*TRY IT*.
The line holding "Look at the photo above. For each instance of the sunlit" and all lines that follow it to the end of the data: return these exactly, and nothing more.

*RECORD SET*.
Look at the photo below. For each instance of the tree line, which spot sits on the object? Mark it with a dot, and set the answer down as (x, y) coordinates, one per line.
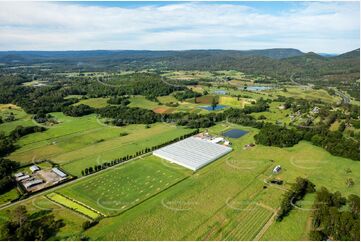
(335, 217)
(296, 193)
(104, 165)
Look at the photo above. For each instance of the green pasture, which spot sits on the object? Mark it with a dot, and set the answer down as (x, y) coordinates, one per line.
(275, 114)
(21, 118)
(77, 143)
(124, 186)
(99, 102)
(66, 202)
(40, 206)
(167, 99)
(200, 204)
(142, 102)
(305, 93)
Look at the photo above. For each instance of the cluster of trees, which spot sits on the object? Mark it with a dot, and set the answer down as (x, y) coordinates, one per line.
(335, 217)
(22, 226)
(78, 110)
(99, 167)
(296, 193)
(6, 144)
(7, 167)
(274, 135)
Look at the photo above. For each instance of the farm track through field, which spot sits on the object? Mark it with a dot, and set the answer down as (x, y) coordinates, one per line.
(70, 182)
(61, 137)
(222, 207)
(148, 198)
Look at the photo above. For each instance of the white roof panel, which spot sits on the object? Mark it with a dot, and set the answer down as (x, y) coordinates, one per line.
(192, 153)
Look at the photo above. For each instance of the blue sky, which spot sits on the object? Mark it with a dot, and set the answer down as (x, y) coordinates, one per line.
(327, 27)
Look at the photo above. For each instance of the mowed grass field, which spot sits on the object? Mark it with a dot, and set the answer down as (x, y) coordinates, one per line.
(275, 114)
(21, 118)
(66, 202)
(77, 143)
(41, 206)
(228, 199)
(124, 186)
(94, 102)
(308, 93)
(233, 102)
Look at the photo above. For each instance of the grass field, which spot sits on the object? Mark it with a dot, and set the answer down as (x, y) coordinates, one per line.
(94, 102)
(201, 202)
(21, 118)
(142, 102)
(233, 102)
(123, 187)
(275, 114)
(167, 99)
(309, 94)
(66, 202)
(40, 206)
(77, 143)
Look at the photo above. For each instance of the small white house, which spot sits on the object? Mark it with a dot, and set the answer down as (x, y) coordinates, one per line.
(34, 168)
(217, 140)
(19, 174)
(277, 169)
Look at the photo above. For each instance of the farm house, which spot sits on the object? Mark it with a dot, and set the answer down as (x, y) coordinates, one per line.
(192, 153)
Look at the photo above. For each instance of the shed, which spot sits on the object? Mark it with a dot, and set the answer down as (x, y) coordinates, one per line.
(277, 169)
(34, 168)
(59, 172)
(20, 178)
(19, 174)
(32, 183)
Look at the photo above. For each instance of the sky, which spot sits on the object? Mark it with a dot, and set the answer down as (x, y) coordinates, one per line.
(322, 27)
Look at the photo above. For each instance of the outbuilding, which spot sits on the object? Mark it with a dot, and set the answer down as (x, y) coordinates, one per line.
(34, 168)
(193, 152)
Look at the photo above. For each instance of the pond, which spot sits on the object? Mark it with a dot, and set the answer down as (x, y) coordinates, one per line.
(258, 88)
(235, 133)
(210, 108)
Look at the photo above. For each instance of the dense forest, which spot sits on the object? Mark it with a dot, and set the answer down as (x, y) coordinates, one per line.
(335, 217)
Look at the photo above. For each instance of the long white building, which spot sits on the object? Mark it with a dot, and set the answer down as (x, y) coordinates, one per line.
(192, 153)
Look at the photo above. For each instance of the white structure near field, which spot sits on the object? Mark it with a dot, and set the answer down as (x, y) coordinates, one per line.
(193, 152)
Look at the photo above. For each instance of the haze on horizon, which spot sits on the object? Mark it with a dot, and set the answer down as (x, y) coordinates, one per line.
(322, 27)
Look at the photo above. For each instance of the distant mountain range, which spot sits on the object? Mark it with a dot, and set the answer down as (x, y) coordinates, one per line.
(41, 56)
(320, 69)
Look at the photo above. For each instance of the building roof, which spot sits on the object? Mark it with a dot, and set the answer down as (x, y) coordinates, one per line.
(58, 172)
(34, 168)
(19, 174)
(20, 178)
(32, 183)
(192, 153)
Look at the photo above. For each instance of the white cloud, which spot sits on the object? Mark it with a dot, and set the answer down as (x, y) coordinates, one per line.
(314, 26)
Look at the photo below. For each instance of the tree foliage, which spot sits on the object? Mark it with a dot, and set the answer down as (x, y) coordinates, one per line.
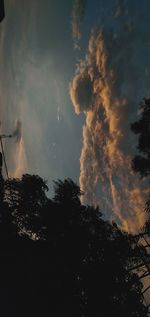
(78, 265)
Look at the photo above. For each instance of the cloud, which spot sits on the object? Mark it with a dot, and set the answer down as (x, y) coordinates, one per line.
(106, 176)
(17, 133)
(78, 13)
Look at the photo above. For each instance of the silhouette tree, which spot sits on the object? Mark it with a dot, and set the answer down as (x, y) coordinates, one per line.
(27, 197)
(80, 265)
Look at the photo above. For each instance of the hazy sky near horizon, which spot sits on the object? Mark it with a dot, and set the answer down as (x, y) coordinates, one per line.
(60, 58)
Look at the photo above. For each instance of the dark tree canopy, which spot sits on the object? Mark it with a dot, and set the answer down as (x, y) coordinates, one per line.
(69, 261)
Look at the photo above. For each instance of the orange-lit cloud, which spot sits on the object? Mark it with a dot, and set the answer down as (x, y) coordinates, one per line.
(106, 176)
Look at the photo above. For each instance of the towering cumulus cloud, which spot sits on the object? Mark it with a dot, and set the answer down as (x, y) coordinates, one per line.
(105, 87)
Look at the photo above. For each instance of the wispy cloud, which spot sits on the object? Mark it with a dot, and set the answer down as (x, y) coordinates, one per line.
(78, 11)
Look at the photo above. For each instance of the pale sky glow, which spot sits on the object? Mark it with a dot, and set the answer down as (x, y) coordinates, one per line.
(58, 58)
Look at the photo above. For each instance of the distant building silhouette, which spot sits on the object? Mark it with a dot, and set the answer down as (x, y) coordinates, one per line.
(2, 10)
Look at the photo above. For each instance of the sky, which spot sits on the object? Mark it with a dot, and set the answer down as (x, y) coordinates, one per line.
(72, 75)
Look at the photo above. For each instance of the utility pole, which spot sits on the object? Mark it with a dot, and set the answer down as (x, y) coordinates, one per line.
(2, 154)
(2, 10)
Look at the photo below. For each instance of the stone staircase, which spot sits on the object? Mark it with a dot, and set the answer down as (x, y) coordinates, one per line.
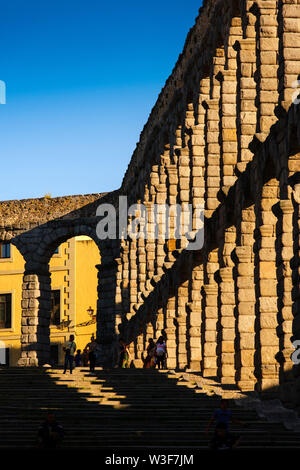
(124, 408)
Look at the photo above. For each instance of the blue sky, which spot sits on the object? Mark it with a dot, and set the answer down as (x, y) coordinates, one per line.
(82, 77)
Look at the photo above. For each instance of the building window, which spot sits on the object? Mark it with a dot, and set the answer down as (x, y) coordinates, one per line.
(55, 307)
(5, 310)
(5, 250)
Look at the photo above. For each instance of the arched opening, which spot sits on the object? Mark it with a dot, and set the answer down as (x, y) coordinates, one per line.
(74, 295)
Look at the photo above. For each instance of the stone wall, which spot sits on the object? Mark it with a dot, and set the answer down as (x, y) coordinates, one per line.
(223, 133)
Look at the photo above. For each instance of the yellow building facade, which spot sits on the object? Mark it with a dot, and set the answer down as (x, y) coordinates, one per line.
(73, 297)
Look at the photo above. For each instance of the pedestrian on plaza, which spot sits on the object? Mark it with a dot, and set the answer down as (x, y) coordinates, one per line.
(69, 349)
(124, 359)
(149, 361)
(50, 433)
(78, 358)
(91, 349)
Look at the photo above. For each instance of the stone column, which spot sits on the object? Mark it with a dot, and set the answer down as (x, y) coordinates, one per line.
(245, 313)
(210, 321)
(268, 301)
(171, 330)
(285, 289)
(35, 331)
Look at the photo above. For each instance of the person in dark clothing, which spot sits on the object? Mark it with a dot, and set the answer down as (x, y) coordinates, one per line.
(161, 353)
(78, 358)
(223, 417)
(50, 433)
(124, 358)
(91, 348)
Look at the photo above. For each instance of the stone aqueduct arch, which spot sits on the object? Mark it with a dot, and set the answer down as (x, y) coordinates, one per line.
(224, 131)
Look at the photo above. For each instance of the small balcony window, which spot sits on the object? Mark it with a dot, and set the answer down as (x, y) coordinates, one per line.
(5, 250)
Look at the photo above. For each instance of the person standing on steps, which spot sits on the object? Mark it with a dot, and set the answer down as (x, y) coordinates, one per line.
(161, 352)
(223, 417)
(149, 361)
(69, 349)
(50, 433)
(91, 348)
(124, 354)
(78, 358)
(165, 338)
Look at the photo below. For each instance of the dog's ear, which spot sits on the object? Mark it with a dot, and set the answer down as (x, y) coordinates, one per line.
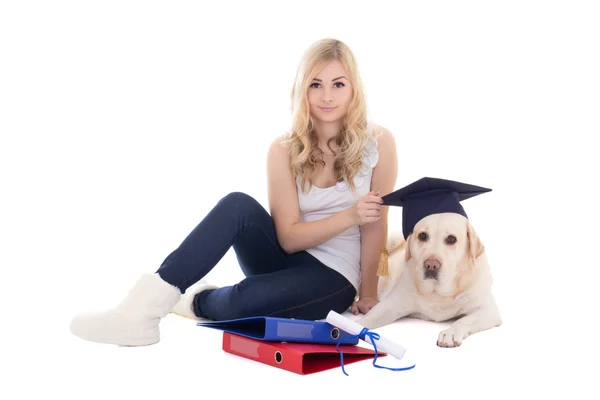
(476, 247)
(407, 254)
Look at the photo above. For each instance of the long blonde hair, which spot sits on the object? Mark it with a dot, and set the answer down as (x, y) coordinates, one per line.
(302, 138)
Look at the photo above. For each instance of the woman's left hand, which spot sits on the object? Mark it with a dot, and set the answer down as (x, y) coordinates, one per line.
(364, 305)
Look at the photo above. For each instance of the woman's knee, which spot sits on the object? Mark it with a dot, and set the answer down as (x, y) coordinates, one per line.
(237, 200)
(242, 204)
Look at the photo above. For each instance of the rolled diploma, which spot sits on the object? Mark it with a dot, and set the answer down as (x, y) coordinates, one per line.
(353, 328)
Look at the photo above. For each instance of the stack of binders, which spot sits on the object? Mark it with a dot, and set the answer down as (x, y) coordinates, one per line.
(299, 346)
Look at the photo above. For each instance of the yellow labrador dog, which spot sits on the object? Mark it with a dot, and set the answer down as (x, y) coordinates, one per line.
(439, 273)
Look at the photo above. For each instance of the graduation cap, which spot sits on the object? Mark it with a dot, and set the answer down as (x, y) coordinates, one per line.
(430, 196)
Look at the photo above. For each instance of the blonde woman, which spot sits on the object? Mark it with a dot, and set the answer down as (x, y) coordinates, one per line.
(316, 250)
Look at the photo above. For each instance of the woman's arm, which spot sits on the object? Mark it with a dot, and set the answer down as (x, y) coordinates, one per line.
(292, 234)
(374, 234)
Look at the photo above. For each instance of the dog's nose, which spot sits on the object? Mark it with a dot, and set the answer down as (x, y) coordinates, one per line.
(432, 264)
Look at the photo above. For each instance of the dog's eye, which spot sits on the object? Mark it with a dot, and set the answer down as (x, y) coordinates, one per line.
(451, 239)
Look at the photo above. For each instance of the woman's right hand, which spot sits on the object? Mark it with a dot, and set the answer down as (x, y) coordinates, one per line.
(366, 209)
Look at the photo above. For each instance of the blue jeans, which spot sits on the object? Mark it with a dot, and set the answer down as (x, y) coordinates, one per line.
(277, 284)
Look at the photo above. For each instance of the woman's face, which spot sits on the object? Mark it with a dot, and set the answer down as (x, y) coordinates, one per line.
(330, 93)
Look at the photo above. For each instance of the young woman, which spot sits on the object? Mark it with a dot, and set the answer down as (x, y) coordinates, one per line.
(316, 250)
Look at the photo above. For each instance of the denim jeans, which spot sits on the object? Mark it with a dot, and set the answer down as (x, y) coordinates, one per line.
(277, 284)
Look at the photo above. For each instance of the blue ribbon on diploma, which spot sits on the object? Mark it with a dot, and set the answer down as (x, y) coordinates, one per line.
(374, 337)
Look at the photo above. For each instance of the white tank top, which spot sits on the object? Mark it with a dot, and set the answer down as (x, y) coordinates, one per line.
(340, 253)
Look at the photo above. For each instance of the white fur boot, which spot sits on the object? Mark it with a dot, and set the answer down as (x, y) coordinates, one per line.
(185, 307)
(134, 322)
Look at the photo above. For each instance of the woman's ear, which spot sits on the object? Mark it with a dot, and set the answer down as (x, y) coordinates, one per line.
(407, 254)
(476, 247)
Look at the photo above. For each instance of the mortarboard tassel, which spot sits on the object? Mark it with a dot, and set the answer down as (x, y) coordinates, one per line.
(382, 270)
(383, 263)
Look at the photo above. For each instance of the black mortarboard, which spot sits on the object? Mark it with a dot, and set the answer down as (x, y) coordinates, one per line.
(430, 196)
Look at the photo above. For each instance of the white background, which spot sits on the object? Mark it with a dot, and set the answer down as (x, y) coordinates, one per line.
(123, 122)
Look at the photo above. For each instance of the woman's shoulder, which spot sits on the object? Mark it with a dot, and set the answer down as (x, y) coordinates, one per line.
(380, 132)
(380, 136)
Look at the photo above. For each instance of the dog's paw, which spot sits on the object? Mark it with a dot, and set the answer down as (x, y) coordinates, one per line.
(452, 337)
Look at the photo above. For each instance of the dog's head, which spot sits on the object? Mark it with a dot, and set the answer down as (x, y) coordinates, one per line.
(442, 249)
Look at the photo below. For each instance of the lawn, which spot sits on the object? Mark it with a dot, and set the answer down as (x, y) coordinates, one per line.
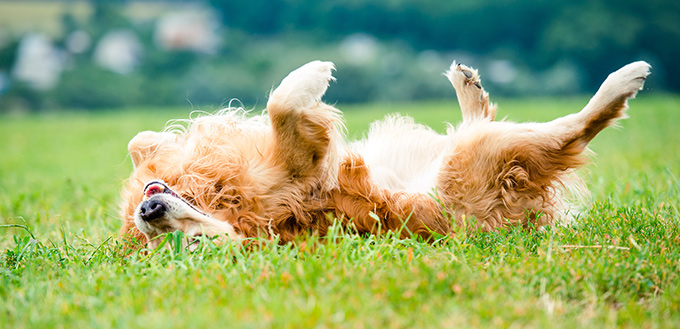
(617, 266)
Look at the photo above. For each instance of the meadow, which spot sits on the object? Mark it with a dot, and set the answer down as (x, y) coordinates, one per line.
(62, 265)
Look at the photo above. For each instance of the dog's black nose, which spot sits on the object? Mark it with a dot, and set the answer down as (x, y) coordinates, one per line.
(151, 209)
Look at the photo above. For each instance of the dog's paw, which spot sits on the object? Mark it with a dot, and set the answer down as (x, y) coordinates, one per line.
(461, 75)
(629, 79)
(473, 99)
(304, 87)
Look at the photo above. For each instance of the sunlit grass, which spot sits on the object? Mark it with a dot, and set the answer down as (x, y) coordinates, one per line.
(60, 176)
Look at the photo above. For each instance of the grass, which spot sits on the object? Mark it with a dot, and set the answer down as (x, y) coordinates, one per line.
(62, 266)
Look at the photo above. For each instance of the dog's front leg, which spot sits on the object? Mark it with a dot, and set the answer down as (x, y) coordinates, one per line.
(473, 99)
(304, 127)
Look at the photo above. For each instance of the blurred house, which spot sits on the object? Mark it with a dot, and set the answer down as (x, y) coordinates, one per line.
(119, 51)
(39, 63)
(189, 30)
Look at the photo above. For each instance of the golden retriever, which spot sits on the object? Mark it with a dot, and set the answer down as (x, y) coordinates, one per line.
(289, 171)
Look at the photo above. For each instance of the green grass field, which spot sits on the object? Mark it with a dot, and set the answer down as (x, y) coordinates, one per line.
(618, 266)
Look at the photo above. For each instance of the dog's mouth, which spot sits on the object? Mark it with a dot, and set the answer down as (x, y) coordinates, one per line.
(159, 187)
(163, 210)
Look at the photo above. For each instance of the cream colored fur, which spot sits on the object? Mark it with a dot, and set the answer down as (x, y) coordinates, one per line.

*RESULT OF THE EXERCISE*.
Look at the photo above. For each instance of the sunlit grass, which spot sits on the object? Mark it with a dot, and set the answer down as (x, y) coordinates, one per line.
(60, 176)
Look at the photo above. For each instance of the grass, which spot sits on the object? Mark it with a dot, and set the answer down as (x, y) coordinates, one per line.
(62, 266)
Look at the photo above. For each instance of the dog's front leg, which spot sits on the object? Mark it with a dot, and set the answer down as (x, y) coordinates, one per line.
(473, 99)
(304, 127)
Look at the photo above. For each instance of the blurred house, which spot sits on the object? Mark it with a dot, and set the answer down as (x, y) coordinates, one per line.
(119, 51)
(39, 63)
(189, 30)
Look at the photo above. For each instance of the golden retriever, which spot sits on the object? Mark it with a dot, and set the answer down as (x, y) coordinates, one per line.
(289, 171)
Look at the photo above. For each instance of the green grass field, which spot sits on the object? Mark it with a dot, and set the answer down as (x, y) coordinates, one per line.
(618, 266)
Look at the photo above. For each instance of the dog's mouth, which spot sits on the object? Mark it with a dot, and set the answer down as (x, y) coordinates, one per line.
(159, 187)
(163, 210)
Look at the photo above. For each instance of the cream colored fur, which spot sits on the object? Mark it with a dot, and set the answer down as (x, y) coordinates, one per line.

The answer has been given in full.